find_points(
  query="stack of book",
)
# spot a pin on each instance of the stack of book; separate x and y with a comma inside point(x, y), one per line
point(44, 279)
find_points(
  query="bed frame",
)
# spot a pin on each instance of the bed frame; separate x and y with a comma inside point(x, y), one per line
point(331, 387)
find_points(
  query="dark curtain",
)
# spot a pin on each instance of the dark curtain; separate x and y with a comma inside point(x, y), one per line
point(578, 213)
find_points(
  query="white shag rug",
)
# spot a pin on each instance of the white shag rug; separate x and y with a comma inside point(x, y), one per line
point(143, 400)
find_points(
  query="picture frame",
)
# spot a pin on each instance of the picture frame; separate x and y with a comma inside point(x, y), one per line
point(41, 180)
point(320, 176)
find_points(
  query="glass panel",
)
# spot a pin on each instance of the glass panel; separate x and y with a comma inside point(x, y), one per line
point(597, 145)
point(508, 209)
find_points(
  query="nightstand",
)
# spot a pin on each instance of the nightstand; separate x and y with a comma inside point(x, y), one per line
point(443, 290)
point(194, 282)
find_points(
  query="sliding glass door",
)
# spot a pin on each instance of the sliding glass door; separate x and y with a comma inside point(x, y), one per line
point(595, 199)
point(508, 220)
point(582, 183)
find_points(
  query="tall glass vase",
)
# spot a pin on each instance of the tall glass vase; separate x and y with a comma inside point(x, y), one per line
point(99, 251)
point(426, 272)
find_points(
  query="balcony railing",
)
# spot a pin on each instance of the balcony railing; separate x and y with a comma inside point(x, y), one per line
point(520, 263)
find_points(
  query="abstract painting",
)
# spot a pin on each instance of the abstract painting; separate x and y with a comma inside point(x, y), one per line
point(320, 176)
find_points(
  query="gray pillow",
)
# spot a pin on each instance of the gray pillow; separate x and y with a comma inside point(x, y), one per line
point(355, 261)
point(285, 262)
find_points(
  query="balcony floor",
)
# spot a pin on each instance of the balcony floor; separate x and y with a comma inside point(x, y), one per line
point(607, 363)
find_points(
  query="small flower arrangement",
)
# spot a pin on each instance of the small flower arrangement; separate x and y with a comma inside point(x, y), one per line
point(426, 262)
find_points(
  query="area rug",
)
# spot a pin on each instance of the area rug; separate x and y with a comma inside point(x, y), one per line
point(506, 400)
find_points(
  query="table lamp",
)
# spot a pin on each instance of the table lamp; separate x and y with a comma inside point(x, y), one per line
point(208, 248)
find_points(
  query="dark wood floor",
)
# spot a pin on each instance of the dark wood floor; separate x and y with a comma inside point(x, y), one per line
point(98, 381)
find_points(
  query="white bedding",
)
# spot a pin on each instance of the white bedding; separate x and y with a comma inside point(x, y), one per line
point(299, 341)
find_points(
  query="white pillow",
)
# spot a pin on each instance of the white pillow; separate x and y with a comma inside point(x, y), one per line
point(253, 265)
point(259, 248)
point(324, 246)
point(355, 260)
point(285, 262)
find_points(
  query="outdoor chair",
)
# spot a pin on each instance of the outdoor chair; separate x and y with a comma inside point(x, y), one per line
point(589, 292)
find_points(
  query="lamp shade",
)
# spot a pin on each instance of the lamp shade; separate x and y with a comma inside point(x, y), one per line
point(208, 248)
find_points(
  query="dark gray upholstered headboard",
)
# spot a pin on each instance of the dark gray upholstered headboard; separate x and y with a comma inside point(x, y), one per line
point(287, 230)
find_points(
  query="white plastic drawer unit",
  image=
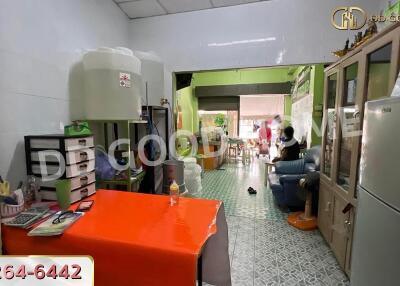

++++

AUFGABE - Suche aus der Auflistung oben jede Zeile heraus, die das Wort „chair“ enthält, und gib sie vollständig wieder. Groß- und Kleinschreibung zählt.

ERGEBNIS -
  query="outdoor chair",
# spot a pin on each instance of the outdoor chair; separate x and y with a comma inside point(x, y), one per line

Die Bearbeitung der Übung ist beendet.